» Challenge:
Return the lines exactly as they stand, starting at the line that contains "query | spot the arched" and running through the end of the lines, both ends included.

» Task input:
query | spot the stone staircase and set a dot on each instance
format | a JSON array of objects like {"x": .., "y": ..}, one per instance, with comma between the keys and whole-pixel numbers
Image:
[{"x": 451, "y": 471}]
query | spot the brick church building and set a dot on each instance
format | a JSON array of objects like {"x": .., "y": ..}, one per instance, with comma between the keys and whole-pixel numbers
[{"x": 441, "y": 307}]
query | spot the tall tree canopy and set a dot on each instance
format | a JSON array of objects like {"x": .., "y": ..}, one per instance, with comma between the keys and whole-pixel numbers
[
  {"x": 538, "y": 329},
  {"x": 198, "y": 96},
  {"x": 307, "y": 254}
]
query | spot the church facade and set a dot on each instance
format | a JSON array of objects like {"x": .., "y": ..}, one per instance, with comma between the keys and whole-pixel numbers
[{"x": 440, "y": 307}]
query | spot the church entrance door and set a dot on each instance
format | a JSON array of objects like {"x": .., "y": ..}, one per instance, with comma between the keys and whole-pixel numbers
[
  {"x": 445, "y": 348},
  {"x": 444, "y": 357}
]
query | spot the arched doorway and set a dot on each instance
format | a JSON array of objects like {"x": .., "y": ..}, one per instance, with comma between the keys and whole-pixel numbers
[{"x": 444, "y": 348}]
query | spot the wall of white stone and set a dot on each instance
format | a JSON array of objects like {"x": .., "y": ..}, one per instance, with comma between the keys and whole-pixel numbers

» Final result:
query | spot the arched doorway and set a dot on each instance
format | a JSON array of objects like {"x": .., "y": ..}, one per instance, with comma between the keys and whole-pixel numbers
[{"x": 444, "y": 348}]
query | spot the wall of white stone and set a dot on each instance
format | a JSON array of objects like {"x": .., "y": ..}, one per instance, with comma between the keys and whole-pixel numbers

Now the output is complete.